▶ [PROBLEM STATEMENT]: Please update the entries below by changing every "tulip bud" to "tulip flower bud" and keeping all other wording as it is. Omit the pictures from your answer.

** START **

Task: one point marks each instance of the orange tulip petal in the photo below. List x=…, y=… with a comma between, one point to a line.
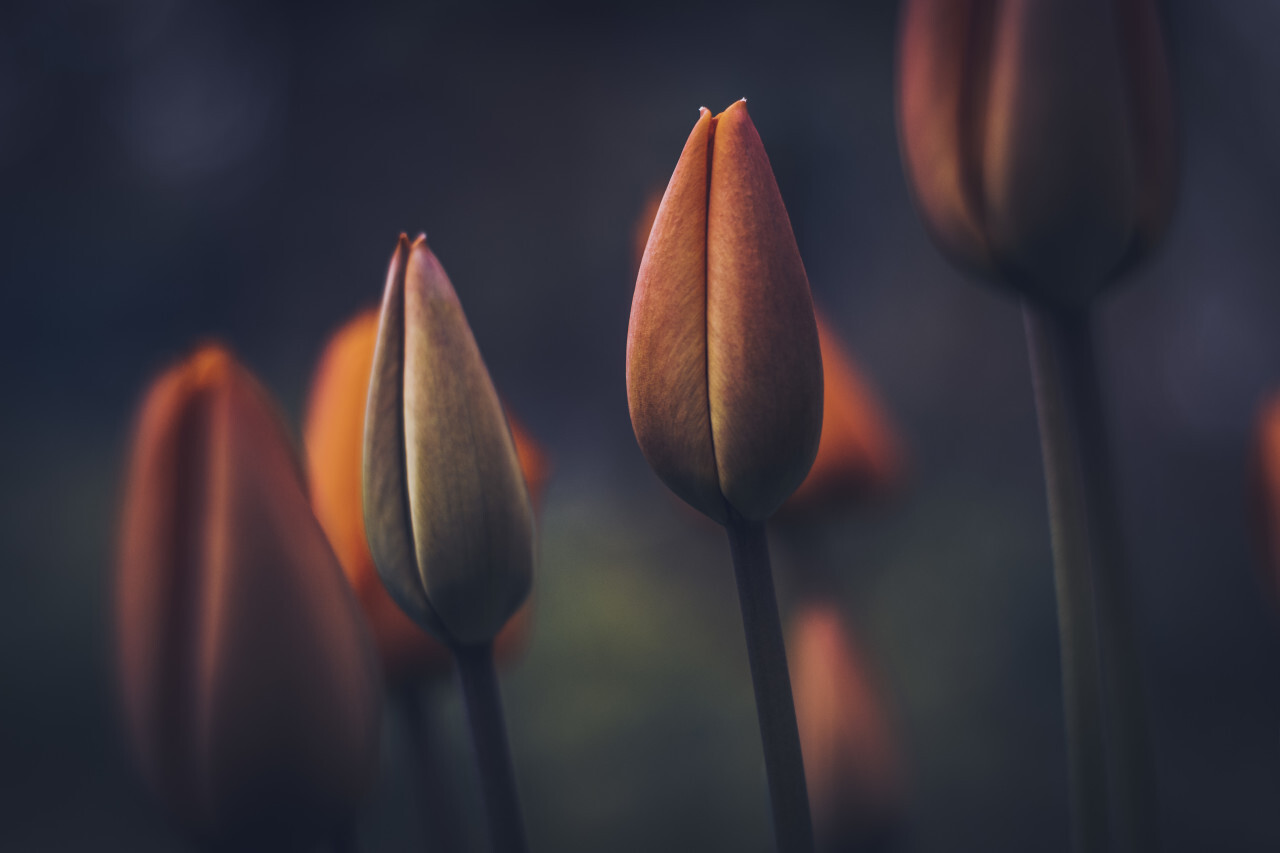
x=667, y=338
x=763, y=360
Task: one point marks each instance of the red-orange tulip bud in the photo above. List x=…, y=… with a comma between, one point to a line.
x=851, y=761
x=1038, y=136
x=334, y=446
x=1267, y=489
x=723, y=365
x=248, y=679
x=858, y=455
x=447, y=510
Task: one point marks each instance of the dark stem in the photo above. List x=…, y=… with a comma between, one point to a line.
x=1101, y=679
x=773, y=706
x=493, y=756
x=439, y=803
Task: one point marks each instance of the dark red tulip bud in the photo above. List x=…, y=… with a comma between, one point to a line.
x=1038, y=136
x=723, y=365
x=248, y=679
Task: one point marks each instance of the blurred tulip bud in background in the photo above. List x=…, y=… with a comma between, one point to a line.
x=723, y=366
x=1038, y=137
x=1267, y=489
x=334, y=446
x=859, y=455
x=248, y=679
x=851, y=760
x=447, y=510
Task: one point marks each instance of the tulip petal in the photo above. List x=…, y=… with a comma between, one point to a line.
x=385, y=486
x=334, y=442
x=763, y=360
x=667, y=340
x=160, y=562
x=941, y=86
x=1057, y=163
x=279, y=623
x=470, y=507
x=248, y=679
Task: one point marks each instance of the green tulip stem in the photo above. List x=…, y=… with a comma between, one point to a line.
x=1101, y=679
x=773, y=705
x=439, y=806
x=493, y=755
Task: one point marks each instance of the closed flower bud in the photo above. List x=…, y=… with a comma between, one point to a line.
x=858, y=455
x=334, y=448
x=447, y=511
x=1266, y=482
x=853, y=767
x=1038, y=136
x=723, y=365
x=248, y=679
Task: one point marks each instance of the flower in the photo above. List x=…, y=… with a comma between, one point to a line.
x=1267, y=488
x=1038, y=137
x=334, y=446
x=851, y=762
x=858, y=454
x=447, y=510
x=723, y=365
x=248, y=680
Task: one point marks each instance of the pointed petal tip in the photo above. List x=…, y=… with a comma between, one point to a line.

** END **

▶ [RESULT FOR THIS EXERCISE]:
Task: one point marks each instance of the orange tulip petal in the photo below. List x=…, y=… with a comma between, one point to a line.
x=667, y=338
x=763, y=360
Task: one point marks each instance of the red-orange tulip flower bud in the photo above. List x=…, y=… with a comma between, one point to a line.
x=851, y=761
x=1038, y=136
x=334, y=446
x=1267, y=489
x=723, y=365
x=248, y=679
x=858, y=455
x=447, y=510
Task: one point marks each instance of the dark stem in the photo above. List x=…, y=… with a comma between, one point to a line.
x=1101, y=679
x=773, y=706
x=493, y=756
x=439, y=803
Task: one point marks each instance of the dark red tulip flower bud in the photo above. List x=…, y=… with a comma between, one point to a line.
x=1038, y=136
x=723, y=365
x=248, y=679
Task: one point marks each instance of the blurred tulip flower bud in background in the photo above. List x=…, y=… with a comma between, one point to a line.
x=723, y=366
x=1038, y=137
x=1267, y=489
x=334, y=446
x=859, y=455
x=248, y=679
x=851, y=760
x=447, y=510
Task: one point marks each instance of the tulip petal in the photo above. List x=…, y=… with a comma between, one point to a line.
x=385, y=486
x=334, y=442
x=763, y=360
x=667, y=340
x=160, y=562
x=941, y=86
x=1057, y=163
x=279, y=623
x=470, y=507
x=248, y=679
Task: one point marks each instance of the green tulip stem in the photo above. List x=…, y=… with a comma between, one point to a line.
x=1101, y=679
x=773, y=705
x=439, y=806
x=493, y=755
Task: one point marks each instance of the closed flower bud in the photo above. List x=…, y=… with a comma between, one point to a line.
x=858, y=455
x=334, y=448
x=447, y=511
x=1266, y=482
x=853, y=767
x=1038, y=136
x=723, y=365
x=248, y=679
Task: one point marks each instance of the flower in the photo above. List x=…, y=… with a comma between, one point to a line.
x=1267, y=488
x=1038, y=137
x=334, y=446
x=851, y=762
x=858, y=454
x=447, y=510
x=723, y=365
x=248, y=680
Task: one point marks each instance of the pointed petal tip in the photo above. List x=…, y=… with a comma between, one point to a line.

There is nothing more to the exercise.